- Data listing
* BEGIN *
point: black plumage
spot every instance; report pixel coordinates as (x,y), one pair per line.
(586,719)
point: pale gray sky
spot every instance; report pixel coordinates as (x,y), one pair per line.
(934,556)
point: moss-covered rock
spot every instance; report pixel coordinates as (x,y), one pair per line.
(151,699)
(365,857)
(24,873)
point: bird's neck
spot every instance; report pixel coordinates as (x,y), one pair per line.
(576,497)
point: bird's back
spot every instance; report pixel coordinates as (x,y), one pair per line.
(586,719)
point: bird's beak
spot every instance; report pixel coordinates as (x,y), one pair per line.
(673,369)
* END *
- What the task requires
Turn every line of the records above into a numbered list, skipping any blank lines.

- Solution to the exercise
1. point: black plumage
2. spot every instance; report pixel coordinates as (x,y), one pair per line.
3. (586,719)
4. point: pale gray sky
5. spot every instance; report pixel coordinates as (x,y), one pair per line.
6. (934,556)
7. point: moss-covered rock
8. spot every instance; report pixel coordinates as (x,y), one pair per line.
9. (151,699)
10. (365,857)
11. (24,873)
12. point: bird's neck
13. spot every instance; report pixel coordinates as (x,y), one pair per line.
14. (576,497)
15. point: bird's back
16. spot every instance; report pixel coordinates as (x,y), one pair per line.
17. (586,719)
18. point: bird's beak
19. spot every instance; report pixel coordinates as (x,y), one pair per line.
20. (673,369)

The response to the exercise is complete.